* _Work to complete_: Please decide whether each statement below agrees with the text on washback studies, answering yes or no and quoting the words of the text that decide it. (a) Shih's study examined learning outcomes. (b) Watanabe says washback to learners has received less emphasis than washback to the program. (c) Hughes (2003) includes society at large in his definition of washback.

* _Text block_:

»»

However, it should be noted Green's study focused solely on learners' IELTS writing skill performance, and it would be more valuable if further investigation could be conducted to explore learning outcomes on listening, reading and speaking skills as well.

Shih's study (2007)

There has been comparatively little investigation of washback effects on students' learning processes. Watanabe (2004) states, "relatively well explored is the area of washback to the program, while less emphasis has been given to learners" (p. 22). Shih's study has therefore made a significant contribution to the work in this area.

In addition, it has provided us with a comprehensive list of extrinsic, intrinsic, and test factors that assist in the explanation of the intricacy of learning washback, while the previous washback theories of Alderson and Wall (1993) Bailey (1996)'s, and Hughes (1993) seem too simplistic in this respect. Shih's model also contributes to the explanation of how tests influence students' learning, especially applied to East-Asian contexts — foreign language education in Korea, Japan and Taiwan is remarkably similar.
One concern in Shih's model is that some items categorized as test factors share similarities such as the content, and test structure, test skills, as well as yet another distinguishing facet that Shih terms "the nature of the tested skills" which are all thought to have some influence on test performance. A more detailed explanation of how these items impact students' learning should also be provided. For example, Shih stated that test content influenced students' learning but did not indicate in what way. It is unclear whether students at the school where the GEPT is a graduation requirement spent more time listening to audio versions of test-preparation materials or not.
Another example regarding test impact is that Shih stated most students did not prepare for speaking test items because they did not know how to prepare for them. However, he did not clearly reveal the reasons for that. Was it due to the fact that no such speaking classes were offered or did students simply not have the motivation to practice their listening skills?
In addition, an explanation of how other factors in Shih's model such as the social-economic status of the examinees or status of the test in question might influence students' learning requires greater clarity as well. Do upper class parents tend to provide more financial support to children (paying for extra lessons at cram schools or purchasing more expensive test-preparation materials) than their counterparts? Also, to what degree is the GEPT promoted in the media via commercials and advertisements to encourage students' learning? The interaction between media blitzing and test performance remains unexplored.

Conclusions & Suggestions

". . . most washback studies cover test effects on classroom settings or the educational contexts, while little attention is devoted to society at large."
Each study cited here explores different aspects of washback. Shohamy et al. investigated how the status and stakes of tests influence teaching, learning and policy-makers' decisions on test use. Both Alderson and Hamp-Lyons and Cheng appraised washback on teaching by utilizing diverse instruments. Green's study examined learning outcomes, while Shih's study focused primarily on learning itself. A review of these studies reveals that most washback studies cover test effects on classroom settings or the educational contexts, while little attention is devoted to society at large.

However, we should remember that Hughes (2003) defines washback as the effects of testing not only on learners and teachers in a given educational context, but also on society at large. In addition, Bachman and Palmer (1996) have stressed that both classroom micro effects and macro social and educational system effects need to be examined. In light of this, overviews of washback should address both micro and macro levels.

««

* _Data records_:
»»

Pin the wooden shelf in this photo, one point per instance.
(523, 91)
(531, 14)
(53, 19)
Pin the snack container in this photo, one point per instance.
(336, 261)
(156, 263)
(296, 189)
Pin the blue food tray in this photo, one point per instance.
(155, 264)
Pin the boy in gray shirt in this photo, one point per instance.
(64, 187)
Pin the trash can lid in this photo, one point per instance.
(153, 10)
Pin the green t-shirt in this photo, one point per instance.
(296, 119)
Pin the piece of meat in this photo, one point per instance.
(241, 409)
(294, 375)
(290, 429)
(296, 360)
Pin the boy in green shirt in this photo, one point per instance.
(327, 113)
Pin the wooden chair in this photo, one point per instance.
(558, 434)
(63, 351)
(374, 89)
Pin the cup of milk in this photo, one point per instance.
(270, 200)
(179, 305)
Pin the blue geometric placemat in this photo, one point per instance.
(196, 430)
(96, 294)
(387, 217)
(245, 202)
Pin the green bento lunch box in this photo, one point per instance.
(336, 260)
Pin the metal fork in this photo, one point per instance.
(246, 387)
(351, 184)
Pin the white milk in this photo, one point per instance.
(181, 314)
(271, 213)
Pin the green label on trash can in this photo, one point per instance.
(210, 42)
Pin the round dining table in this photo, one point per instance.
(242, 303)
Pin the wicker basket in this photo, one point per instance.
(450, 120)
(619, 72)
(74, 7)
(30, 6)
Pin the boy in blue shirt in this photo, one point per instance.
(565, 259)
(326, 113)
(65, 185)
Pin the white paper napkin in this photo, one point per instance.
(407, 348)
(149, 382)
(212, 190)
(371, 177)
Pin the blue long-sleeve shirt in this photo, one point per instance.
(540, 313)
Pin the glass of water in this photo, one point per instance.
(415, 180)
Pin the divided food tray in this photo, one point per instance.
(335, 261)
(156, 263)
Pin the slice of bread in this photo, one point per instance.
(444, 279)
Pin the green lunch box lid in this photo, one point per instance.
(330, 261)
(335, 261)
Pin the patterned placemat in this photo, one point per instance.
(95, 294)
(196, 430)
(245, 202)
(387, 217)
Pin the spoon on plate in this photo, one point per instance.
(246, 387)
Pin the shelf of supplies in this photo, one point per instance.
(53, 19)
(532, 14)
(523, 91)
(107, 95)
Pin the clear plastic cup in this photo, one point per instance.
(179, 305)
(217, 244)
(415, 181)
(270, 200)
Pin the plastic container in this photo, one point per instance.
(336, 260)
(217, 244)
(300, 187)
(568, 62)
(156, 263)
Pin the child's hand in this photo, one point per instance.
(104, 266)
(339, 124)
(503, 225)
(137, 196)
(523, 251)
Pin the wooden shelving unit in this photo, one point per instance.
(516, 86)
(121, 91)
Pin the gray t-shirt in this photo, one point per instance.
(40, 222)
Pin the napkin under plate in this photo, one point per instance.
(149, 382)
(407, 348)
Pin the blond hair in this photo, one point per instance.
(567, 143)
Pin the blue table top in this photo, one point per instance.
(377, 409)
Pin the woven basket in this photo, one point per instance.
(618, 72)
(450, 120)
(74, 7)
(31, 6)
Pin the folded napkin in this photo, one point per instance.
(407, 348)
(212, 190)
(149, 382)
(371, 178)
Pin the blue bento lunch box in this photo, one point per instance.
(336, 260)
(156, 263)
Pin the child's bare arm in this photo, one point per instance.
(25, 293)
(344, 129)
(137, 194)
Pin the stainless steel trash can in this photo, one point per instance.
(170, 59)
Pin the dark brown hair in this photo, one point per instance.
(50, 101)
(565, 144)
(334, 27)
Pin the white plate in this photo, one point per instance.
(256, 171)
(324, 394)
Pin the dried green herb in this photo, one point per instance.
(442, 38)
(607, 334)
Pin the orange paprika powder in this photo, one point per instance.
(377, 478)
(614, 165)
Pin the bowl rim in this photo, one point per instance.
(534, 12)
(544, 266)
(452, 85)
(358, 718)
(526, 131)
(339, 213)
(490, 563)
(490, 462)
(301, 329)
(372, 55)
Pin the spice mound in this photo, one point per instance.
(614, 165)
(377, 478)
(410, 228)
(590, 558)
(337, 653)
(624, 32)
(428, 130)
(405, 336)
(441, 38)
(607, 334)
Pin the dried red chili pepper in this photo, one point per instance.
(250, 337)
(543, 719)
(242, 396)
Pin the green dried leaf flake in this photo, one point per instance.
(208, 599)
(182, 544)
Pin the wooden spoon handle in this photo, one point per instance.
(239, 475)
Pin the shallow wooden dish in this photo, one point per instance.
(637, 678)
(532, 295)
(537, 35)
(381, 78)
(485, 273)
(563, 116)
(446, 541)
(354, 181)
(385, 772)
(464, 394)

««

* _Problem solution_:
(a) No: "Green's study examined learning outcomes, while Shih's study focused primarily on learning itself."
(b) Yes: "relatively well explored is the area of washback to the program, while less emphasis has been given to learners"
(c) Yes: "Hughes (2003) defines washback as the effects of testing not only on learners and teachers in a given educational context, but also on society at large."